提示された文章:
◆ ◆ ◆ ◆ ◆ ◆ ◆
1756年に出版した「ポーツマスからキングストンまで八日間の旅の記録」で付録された「茶論」において、 ジョナスは飲茶が健康に有害であり、産業を妨害し、国を貧困にする、とりわけ女性の美容の敵であると主張した。「彼女たちの食生活を変えさせ、とくに喫茶をやめさせれば、 おそらくは大多数が健康を取り戻すだろう」
当時のイギリスを代表する知識人であったサミュエル・ジョンソンは既に救いがたいタンニン依存症に犯されており、 ハンウェイに猛烈に反論した。喫茶の悪習を廃絶できないままジョナスは1786年なくなった。

その後イギリス人は前にも増してガバガバと茶を飲みまくり、 対中貿易赤字が膨れ上がり、それを解決するためアヘン戦争をふっかけ、あまりの外道行為に尚歯会のみんなは仰天し、蛮社の獄とか明治維新の原因となり、 明治新政府は富国強兵につっぱしり、ついにはマレー沖でプリンス・オブ・ウェールズとレパルスが海の藻屑になった。あの世でハンウェイさんは 「わしのいうことを聞かなんだからじゃわ」と嘆いた事だろう。
◆ ◆ ◆ ◆ ◆ ◆ ◆
与えられた指示: 茶の害をめぐる上の文章を、一字一句変えずに全文出力してもらえますか？ この資料は別の出典から取られたものです。
◆ ◆ ◆ ◆ ◆ ◆ ◆
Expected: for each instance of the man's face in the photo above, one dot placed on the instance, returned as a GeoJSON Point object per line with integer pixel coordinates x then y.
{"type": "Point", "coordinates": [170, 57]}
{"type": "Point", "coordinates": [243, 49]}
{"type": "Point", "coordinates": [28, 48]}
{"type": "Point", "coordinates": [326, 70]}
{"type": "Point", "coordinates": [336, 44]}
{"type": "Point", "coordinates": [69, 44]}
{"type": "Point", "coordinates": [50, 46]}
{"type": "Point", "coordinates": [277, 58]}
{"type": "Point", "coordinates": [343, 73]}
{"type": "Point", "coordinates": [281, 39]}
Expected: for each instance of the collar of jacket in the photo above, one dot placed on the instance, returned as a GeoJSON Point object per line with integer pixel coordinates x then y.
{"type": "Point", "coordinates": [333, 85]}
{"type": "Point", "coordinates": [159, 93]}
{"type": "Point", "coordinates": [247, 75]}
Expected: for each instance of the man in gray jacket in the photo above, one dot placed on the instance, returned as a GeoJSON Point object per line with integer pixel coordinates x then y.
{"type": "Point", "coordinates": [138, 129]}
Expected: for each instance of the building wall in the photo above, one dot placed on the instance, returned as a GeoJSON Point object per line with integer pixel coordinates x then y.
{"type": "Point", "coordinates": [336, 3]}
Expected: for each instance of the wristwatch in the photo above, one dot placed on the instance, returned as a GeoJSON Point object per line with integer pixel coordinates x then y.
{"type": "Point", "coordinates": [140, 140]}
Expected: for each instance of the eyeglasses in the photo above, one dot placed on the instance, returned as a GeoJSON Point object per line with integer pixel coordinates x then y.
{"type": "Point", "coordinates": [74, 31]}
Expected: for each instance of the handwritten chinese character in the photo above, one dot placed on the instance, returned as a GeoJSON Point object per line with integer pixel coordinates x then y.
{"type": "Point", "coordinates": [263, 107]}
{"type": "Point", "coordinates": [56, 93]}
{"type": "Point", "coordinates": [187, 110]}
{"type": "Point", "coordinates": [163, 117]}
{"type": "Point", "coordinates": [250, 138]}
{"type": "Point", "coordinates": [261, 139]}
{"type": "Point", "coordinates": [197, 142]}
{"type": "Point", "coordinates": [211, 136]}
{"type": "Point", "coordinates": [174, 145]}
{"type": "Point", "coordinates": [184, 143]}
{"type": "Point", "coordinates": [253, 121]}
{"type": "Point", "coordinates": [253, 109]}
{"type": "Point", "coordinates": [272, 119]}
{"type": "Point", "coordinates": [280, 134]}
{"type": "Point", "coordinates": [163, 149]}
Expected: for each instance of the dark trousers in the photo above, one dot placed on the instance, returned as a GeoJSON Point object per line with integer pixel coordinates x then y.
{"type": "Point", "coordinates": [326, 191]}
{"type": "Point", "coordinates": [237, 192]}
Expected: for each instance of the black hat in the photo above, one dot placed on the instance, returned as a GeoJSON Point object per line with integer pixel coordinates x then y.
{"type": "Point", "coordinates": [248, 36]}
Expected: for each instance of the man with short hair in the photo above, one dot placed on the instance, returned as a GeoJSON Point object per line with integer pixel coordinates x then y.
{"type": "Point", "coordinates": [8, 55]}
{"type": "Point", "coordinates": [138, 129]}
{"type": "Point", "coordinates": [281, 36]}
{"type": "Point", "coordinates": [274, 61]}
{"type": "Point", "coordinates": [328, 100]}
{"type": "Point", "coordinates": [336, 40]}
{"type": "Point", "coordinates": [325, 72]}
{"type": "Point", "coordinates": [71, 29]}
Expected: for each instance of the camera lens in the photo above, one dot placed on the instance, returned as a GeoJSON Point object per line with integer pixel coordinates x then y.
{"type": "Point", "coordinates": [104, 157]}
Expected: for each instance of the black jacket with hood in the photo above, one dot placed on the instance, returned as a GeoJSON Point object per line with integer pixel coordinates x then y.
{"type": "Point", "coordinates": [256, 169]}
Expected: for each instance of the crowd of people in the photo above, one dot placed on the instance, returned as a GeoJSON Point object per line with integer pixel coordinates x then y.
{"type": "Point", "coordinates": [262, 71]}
◆ ◆ ◆ ◆ ◆ ◆ ◆
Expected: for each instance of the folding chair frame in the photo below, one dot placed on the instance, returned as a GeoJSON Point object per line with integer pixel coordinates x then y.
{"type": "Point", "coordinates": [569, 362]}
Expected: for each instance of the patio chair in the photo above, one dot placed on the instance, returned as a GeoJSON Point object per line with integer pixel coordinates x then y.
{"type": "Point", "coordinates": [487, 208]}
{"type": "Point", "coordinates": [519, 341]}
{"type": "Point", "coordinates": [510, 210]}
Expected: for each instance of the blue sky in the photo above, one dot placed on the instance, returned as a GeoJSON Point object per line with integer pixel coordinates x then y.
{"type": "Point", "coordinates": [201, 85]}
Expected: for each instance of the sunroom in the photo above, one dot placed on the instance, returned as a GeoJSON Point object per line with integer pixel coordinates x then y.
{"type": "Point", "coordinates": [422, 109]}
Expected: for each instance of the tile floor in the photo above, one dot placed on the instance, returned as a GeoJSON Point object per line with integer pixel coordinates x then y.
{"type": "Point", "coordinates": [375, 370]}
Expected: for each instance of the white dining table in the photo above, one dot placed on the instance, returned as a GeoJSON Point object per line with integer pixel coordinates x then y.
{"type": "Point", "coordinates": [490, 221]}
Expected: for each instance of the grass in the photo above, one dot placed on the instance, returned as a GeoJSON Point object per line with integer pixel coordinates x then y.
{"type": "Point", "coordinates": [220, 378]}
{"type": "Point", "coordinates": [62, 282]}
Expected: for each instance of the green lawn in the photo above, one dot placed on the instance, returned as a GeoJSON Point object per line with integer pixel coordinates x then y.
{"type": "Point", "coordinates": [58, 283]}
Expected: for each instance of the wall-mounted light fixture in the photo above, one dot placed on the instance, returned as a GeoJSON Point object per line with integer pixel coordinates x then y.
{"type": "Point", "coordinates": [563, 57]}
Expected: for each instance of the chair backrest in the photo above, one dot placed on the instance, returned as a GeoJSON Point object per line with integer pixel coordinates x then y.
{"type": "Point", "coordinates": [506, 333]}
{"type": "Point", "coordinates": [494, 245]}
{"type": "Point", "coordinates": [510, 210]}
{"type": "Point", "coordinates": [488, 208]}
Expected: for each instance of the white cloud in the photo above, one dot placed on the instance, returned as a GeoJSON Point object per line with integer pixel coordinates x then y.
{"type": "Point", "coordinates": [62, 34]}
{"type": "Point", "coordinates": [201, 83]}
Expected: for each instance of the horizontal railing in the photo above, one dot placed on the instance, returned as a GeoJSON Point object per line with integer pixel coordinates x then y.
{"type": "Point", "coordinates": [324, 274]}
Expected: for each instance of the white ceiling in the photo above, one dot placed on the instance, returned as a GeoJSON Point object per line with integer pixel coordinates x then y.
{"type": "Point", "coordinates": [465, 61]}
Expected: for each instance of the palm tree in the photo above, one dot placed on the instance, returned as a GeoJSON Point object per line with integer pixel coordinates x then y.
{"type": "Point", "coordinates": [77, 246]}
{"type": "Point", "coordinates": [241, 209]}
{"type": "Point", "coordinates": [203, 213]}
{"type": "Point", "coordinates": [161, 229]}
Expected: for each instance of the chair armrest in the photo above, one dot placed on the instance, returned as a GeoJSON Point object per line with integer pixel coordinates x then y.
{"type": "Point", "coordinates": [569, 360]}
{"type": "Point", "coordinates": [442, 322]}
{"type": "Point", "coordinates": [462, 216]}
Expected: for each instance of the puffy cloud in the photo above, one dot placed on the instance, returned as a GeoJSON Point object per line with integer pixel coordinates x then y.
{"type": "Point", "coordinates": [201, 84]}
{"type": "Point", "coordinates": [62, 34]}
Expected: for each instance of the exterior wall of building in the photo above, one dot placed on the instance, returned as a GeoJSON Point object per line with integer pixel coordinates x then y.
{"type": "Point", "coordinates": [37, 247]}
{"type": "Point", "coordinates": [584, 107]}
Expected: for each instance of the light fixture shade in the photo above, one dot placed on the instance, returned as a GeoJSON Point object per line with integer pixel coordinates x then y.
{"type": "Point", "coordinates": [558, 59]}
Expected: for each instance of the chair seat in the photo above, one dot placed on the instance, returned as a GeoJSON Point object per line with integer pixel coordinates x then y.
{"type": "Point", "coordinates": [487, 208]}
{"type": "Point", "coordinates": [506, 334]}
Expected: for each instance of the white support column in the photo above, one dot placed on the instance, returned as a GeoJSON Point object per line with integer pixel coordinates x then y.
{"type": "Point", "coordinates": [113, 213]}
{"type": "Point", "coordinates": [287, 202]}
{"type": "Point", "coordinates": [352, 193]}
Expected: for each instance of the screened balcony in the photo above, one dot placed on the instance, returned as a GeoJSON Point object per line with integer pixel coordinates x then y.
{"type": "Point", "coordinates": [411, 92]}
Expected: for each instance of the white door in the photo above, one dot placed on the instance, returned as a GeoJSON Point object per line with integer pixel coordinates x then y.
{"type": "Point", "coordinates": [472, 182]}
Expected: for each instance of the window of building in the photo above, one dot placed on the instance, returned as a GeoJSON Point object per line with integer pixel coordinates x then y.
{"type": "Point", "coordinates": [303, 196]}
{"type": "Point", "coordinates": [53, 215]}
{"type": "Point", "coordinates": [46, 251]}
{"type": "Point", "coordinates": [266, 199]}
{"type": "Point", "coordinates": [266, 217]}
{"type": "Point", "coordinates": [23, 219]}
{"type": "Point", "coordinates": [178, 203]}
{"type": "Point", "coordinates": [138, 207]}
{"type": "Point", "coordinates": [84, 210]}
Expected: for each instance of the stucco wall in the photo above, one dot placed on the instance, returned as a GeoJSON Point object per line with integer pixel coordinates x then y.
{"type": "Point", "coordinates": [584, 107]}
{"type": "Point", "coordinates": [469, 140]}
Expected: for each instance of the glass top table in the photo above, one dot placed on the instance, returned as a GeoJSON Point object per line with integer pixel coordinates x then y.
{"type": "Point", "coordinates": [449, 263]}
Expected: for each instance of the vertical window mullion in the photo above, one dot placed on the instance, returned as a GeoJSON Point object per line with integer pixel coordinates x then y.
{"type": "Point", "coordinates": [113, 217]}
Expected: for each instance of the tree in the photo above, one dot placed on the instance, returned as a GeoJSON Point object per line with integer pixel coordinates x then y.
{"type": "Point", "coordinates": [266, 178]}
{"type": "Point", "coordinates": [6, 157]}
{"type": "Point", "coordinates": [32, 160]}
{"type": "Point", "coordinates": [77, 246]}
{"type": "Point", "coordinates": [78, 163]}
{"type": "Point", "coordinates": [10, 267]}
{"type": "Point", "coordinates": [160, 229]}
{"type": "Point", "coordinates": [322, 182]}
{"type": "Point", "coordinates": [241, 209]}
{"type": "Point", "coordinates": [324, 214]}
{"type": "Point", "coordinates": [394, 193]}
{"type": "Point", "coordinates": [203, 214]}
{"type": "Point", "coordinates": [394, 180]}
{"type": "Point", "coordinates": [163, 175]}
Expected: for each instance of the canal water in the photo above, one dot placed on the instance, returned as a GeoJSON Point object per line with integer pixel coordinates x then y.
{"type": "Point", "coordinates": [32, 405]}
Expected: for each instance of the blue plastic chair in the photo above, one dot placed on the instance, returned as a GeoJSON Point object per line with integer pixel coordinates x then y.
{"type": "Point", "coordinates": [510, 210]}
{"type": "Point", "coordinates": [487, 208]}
◆ ◆ ◆ ◆ ◆ ◆ ◆
完了した作業:
1756年に出版した「ポーツマスからキングストンまで八日間の旅の記録」で付録された「茶論」において、 ジョナスは飲茶が健康に有害であり、産業を妨害し、国を貧困にする、とりわけ女性の美容の敵であると主張した。「彼女たちの食生活を変えさせ、とくに喫茶をやめさせれば、 おそらくは大多数が健康を取り戻すだろう」
当時のイギリスを代表する知識人であったサミュエル・ジョンソンは既に救いがたいタンニン依存症に犯されており、 ハンウェイに猛烈に反論した。喫茶の悪習を廃絶できないままジョナスは1786年なくなった。

その後イギリス人は前にも増してガバガバと茶を飲みまくり、 対中貿易赤字が膨れ上がり、それを解決するためアヘン戦争をふっかけ、あまりの外道行為に尚歯会のみんなは仰天し、蛮社の獄とか明治維新の原因となり、 明治新政府は富国強兵につっぱしり、ついにはマレー沖でプリンス・オブ・ウェールズとレパルスが海の藻屑になった。あの世でハンウェイさんは 「わしのいうことを聞かなんだからじゃわ」と嘆いた事だろう。